## DIRECTION
Set out every line of the listing below as a Markdown table with the columns Row and Listing line, numbering each row and omitting blank lines. Leave the pictures out of your answer.

[Position identification records]

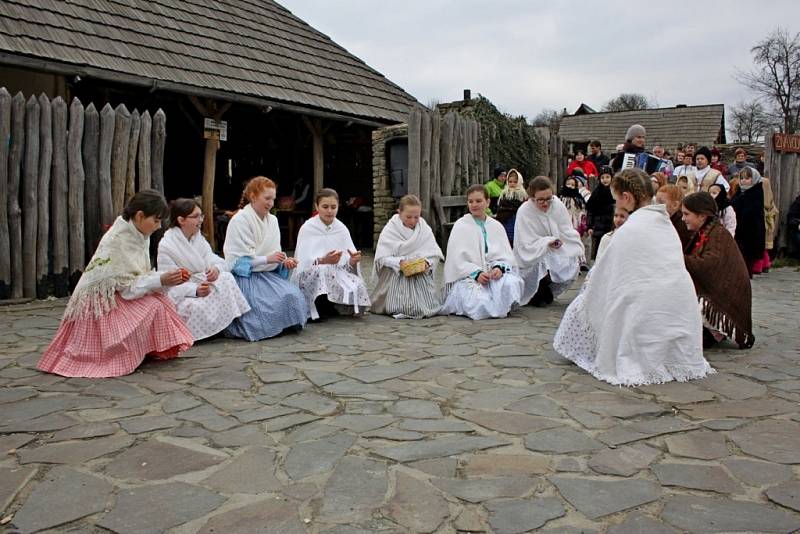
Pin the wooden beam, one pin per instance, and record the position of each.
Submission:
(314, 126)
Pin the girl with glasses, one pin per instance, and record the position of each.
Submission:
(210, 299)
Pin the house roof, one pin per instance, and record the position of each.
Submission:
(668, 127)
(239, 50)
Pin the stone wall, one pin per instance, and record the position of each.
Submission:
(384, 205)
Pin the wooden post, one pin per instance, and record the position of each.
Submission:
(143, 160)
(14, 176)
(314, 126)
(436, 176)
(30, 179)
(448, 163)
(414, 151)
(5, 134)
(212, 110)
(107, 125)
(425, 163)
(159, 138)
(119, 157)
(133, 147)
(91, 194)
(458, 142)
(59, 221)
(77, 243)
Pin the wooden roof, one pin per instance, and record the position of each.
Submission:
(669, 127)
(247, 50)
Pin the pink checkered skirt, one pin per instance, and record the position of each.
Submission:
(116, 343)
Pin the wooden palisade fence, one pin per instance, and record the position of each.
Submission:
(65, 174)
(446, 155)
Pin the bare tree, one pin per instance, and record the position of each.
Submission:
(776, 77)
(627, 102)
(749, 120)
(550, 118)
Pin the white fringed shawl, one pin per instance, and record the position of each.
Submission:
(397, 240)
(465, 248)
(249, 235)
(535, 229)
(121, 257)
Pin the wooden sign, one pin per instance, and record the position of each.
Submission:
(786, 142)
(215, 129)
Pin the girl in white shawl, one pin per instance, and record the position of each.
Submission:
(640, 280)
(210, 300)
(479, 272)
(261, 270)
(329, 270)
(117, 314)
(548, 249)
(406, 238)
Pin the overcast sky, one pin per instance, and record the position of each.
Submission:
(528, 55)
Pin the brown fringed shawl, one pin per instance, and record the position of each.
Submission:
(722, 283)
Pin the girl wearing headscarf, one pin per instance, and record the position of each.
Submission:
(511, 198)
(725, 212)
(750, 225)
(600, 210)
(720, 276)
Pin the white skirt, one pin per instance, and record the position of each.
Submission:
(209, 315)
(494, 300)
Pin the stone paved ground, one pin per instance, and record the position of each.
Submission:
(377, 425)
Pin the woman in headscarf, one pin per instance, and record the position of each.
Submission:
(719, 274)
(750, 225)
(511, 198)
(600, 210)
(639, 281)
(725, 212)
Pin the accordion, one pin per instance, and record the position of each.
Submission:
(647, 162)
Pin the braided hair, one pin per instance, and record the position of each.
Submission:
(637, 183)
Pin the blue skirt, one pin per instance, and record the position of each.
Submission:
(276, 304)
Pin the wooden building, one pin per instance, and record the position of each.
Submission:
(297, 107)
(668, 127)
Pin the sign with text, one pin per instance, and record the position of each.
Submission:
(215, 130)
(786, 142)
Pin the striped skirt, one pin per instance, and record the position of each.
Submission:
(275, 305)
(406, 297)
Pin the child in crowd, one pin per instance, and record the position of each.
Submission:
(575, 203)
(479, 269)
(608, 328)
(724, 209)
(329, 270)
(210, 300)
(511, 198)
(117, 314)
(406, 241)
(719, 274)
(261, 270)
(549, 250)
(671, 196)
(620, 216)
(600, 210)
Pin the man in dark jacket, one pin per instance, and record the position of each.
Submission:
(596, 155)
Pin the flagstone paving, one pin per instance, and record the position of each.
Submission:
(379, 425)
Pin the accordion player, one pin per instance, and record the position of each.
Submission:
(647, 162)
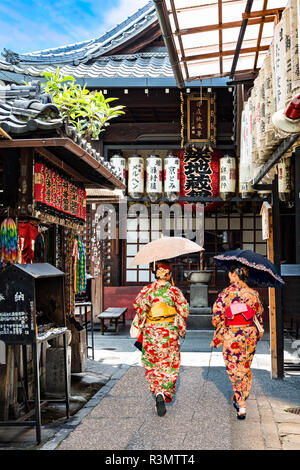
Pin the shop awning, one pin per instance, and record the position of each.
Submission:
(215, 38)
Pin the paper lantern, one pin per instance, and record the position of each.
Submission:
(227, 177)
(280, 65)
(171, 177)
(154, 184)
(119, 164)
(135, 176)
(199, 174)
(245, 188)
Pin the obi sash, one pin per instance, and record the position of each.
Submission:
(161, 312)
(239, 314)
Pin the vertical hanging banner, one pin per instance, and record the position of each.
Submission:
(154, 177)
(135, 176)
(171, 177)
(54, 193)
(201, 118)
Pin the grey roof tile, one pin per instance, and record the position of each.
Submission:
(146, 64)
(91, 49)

## FINISHED TASK
| Row | Listing line |
|---|---|
| 1 | Pin the wooden beam, one pin per instance, and record the position of each. |
| 2 | Submission: |
| 3 | (314, 126) |
| 4 | Pin the girl with glasses, one pin per instance, and record the position of each. |
| 5 | Submission: |
| 6 | (210, 299) |
| 7 | Pin the house roof, one pin per instance, and record the position of each. |
| 8 | Submission: |
| 9 | (668, 127) |
| 10 | (239, 50) |
| 11 | Pin the stone wall, one pin per instance, and record the position of each. |
| 12 | Submission: |
| 13 | (384, 205) |
| 14 | Pin the wooden post, one pin per instance, and record the position of each. |
| 15 | Submission: |
| 16 | (143, 160) |
| 17 | (14, 176) |
| 18 | (314, 126) |
| 19 | (436, 176) |
| 20 | (30, 179) |
| 21 | (448, 163) |
| 22 | (414, 151) |
| 23 | (5, 134) |
| 24 | (212, 110) |
| 25 | (107, 125) |
| 26 | (425, 163) |
| 27 | (159, 138) |
| 28 | (119, 157) |
| 29 | (133, 147) |
| 30 | (91, 194) |
| 31 | (458, 142) |
| 32 | (59, 221) |
| 33 | (77, 243) |
| 34 | Pin the wooden roof, one pin per instance, and record the position of each. |
| 35 | Submission: |
| 36 | (669, 127) |
| 37 | (247, 50) |
| 38 | Pin the pink checkered skirt, one pin per instance, and record the position of each. |
| 39 | Submission: |
| 40 | (116, 343) |
| 41 | Pin the wooden palisade fence, one pin per instance, and record the position of each. |
| 42 | Submission: |
| 43 | (65, 174) |
| 44 | (446, 155) |
| 45 | Pin the bare tree, one pin per instance, and record the position of each. |
| 46 | Submission: |
| 47 | (776, 77) |
| 48 | (627, 102) |
| 49 | (749, 120) |
| 50 | (550, 118) |
| 51 | Pin the white fringed shawl, one pin per instance, and record the position of each. |
| 52 | Submission: |
| 53 | (397, 240) |
| 54 | (465, 248) |
| 55 | (249, 235) |
| 56 | (535, 229) |
| 57 | (121, 257) |
| 58 | Pin the wooden sign, one pin per instance, and record the position of each. |
| 59 | Submission: |
| 60 | (786, 142) |
| 61 | (215, 129) |
| 62 | Pin the girl in white shawl, one pin per instance, and record the position of each. |
| 63 | Submission: |
| 64 | (640, 280) |
| 65 | (210, 300) |
| 66 | (479, 272) |
| 67 | (261, 270) |
| 68 | (329, 270) |
| 69 | (117, 314) |
| 70 | (548, 249) |
| 71 | (406, 238) |
| 72 | Pin the overcast sky, one pin per instance, and record the position of each. |
| 73 | Submission: |
| 74 | (528, 55) |
| 75 | Pin the brown fringed shawl, one pin per instance, and record the position of each. |
| 76 | Submission: |
| 77 | (722, 283) |
| 78 | Pin the girl wearing headscarf, one pin per instance, and record the position of each. |
| 79 | Submission: |
| 80 | (511, 198) |
| 81 | (725, 212) |
| 82 | (750, 225) |
| 83 | (600, 210) |
| 84 | (720, 276) |
| 85 | Pin the white skirt, one pin per instance, and record the position of each. |
| 86 | Submission: |
| 87 | (209, 315) |
| 88 | (494, 300) |
| 89 | Pin the stone paved ground, one pin per instance, and record the position of each. |
| 90 | Submission: |
| 91 | (377, 425) |
| 92 | Pin the woman in headscarf, one pin per instance, and record the position of each. |
| 93 | Submission: |
| 94 | (719, 274) |
| 95 | (750, 225) |
| 96 | (511, 198) |
| 97 | (600, 210) |
| 98 | (639, 281) |
| 99 | (725, 212) |
| 100 | Pin the accordion, one pin per instance, and record the position of each. |
| 101 | Submission: |
| 102 | (647, 162) |
| 103 | Pin the braided hair, one pin per instance, and record the position of each. |
| 104 | Submission: |
| 105 | (637, 183) |
| 106 | Pin the blue skirt, one pin per instance, and record the position of each. |
| 107 | Submission: |
| 108 | (276, 304) |
| 109 | Pin the wooden building, one pin per instance, and record the position of each. |
| 110 | Submission: |
| 111 | (297, 107) |
| 112 | (668, 127) |
| 113 | Pin the sign with text, one pin per instance, and record the position of each. |
| 114 | Submission: |
| 115 | (215, 130) |
| 116 | (786, 142) |
| 117 | Pin the striped skirt, one pin per instance, and record the position of each. |
| 118 | Submission: |
| 119 | (275, 305) |
| 120 | (406, 297) |
| 121 | Pin the child in crowd, one pin per instance, and record the position of each. |
| 122 | Submission: |
| 123 | (575, 203) |
| 124 | (479, 269) |
| 125 | (608, 328) |
| 126 | (724, 209) |
| 127 | (329, 270) |
| 128 | (210, 300) |
| 129 | (511, 198) |
| 130 | (117, 314) |
| 131 | (406, 241) |
| 132 | (719, 274) |
| 133 | (261, 270) |
| 134 | (549, 250) |
| 135 | (671, 196) |
| 136 | (620, 216) |
| 137 | (600, 210) |
| 138 | Pin the man in dark jacket, one pin per instance, and record the position of each. |
| 139 | Submission: |
| 140 | (596, 155) |
| 141 | Pin the flagstone paving, one pin per instance, and record the position of each. |
| 142 | Submission: |
| 143 | (379, 425) |
| 144 | Pin the accordion player, one pin per instance, and record the position of each. |
| 145 | Submission: |
| 146 | (647, 162) |
| 147 | Pin the shop awning, one pin per instance, and record the position of each. |
| 148 | Submission: |
| 149 | (215, 38) |
| 150 | Pin the paper lantern, one pin per instance, and record the position of each. |
| 151 | Submission: |
| 152 | (227, 177) |
| 153 | (280, 65) |
| 154 | (171, 177) |
| 155 | (154, 184) |
| 156 | (119, 164) |
| 157 | (135, 176) |
| 158 | (199, 174) |
| 159 | (245, 188) |
| 160 | Pin the obi sash, one pin per instance, and record the position of each. |
| 161 | Submission: |
| 162 | (161, 312) |
| 163 | (239, 314) |
| 164 | Pin the vertical hanging banner, one pin per instance, and record the position of each. |
| 165 | Submission: |
| 166 | (154, 177) |
| 167 | (135, 176) |
| 168 | (171, 177) |
| 169 | (54, 193) |
| 170 | (201, 118) |
| 171 | Pin the grey roof tile, one pin per instance, and record the position of each. |
| 172 | Submission: |
| 173 | (146, 64) |
| 174 | (91, 49) |